## WHAT THE TASK REQUIRES
Return each line in the records below that includes "every".

[Saved entries]
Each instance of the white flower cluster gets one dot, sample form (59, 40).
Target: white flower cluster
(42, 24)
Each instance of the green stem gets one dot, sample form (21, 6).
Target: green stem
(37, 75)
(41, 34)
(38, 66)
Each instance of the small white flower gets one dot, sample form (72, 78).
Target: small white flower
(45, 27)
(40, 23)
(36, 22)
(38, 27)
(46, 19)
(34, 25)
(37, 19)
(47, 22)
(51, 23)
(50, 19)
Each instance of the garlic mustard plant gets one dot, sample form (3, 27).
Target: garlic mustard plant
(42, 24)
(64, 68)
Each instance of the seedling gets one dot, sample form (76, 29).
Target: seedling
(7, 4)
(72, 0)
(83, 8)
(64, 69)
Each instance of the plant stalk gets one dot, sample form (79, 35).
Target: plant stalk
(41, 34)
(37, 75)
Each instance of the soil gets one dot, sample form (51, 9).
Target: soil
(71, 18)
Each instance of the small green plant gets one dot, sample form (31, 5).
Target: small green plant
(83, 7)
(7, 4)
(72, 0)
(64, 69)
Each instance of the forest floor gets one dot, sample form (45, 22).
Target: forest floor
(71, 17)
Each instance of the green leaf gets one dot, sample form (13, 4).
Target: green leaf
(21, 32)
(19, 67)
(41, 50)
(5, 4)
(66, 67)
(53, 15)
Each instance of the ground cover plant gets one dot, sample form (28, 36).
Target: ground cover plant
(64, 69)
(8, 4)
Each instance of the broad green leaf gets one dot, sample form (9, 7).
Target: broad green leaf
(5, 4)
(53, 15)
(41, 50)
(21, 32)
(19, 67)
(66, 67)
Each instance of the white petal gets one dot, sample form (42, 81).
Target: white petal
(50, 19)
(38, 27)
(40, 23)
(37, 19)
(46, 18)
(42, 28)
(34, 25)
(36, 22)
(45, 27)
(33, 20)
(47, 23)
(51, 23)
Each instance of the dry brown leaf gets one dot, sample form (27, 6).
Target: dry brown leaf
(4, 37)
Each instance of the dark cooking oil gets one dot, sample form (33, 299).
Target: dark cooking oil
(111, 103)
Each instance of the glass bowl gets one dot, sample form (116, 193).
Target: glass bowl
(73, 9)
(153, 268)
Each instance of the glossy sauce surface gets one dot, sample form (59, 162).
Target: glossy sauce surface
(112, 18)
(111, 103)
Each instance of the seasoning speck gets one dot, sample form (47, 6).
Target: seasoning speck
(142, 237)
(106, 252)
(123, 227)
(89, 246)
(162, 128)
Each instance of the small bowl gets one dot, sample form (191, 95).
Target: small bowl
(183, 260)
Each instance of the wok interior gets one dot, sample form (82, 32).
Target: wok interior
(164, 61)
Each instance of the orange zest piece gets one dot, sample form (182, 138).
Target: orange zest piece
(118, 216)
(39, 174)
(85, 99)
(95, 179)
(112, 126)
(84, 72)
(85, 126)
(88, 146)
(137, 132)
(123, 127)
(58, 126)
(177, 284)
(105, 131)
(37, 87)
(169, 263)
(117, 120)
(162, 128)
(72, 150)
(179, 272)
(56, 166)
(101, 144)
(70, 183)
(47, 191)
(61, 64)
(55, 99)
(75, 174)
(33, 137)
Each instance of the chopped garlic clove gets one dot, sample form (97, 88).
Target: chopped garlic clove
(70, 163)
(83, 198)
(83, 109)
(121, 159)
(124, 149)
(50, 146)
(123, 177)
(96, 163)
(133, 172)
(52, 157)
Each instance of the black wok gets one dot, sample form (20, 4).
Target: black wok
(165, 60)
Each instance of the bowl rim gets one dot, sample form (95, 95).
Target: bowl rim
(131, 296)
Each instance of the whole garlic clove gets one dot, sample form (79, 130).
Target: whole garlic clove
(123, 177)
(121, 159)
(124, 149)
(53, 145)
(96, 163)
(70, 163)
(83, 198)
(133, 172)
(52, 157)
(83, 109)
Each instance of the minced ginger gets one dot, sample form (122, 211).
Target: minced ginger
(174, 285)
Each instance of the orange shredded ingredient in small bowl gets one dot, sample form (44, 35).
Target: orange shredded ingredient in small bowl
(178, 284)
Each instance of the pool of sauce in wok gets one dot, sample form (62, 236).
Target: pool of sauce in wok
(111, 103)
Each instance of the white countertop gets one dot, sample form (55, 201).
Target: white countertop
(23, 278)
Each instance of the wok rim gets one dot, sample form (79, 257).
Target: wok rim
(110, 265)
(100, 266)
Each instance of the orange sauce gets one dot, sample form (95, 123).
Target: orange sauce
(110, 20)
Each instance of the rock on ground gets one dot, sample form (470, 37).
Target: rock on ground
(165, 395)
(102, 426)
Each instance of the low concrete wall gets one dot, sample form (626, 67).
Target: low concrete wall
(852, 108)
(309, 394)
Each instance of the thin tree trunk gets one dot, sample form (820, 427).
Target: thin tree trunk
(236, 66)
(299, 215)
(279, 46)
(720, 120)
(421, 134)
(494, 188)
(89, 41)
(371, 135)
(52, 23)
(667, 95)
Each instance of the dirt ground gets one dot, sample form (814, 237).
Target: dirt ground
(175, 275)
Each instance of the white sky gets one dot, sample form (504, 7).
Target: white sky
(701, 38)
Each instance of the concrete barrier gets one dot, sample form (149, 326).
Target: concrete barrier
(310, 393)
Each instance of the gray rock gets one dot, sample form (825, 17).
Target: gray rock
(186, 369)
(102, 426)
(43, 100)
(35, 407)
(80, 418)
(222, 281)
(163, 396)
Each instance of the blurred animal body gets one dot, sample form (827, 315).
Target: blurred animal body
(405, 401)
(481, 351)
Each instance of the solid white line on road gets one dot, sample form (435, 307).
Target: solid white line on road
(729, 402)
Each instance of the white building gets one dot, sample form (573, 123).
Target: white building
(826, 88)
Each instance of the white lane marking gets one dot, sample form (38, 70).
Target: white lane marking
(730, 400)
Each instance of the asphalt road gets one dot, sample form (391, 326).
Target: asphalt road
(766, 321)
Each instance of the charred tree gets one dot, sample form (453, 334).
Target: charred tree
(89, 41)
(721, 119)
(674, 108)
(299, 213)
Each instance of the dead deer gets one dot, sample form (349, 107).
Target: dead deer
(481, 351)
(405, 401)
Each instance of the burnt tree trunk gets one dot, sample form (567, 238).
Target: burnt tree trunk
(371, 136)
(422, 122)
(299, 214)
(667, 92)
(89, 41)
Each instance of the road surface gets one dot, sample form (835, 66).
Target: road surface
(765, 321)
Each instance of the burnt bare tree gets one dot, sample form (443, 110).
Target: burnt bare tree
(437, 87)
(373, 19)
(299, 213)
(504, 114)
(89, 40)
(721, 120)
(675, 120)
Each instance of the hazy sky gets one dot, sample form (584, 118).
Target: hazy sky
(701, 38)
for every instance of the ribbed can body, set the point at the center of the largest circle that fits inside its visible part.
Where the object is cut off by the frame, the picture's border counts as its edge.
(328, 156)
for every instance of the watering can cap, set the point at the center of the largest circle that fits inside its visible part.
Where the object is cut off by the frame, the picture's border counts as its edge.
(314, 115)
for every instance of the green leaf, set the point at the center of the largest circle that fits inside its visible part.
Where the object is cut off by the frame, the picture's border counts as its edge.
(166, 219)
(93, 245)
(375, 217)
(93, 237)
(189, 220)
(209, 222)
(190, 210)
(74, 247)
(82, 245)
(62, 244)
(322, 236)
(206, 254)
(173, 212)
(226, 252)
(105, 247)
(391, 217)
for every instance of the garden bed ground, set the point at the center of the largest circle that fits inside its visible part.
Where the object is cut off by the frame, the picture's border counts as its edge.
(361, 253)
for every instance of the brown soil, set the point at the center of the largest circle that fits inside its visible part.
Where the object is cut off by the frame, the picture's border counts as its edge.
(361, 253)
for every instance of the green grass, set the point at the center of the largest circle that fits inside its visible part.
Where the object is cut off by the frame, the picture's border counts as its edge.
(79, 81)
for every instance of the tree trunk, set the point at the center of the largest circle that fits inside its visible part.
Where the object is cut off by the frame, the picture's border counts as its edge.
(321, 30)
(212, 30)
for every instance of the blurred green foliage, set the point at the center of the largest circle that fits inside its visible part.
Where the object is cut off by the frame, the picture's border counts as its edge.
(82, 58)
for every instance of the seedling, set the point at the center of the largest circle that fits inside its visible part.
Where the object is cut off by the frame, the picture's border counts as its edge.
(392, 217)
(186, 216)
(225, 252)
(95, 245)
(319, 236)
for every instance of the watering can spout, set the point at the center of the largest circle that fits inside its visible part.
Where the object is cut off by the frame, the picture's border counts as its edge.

## RESPONSE
for every instance of the ribbed can body, set the point at the center of the largest circle that fits inside its visible part.
for every instance of the watering can cap, set the point at the center of the largest circle that fits inside its visible part.
for every instance of the green leaf, set the point at the center of the largest circle that fits inside its visible part.
for every instance of the garden bed ground, set the point at the center of the largest circle that fits inside its visible part.
for every instance of the brown soil, set the point at the center of the largest circle that fits inside its visible part.
for every instance of the green grass, set the point at the center of the largest circle that fits inside its visible part.
for every instance of the tree trunk, set the point at the center of the largest circle that fits inside its visible part.
for every instance of the blurred green foliage, set the point at the center of the largest circle that fits inside its visible part.
for every instance of the seedling, set the point at the center of the largest circle that fits inside its visible part.
for every instance of the watering can spout, set the point at the center of the largest circle that fits inside its visible part.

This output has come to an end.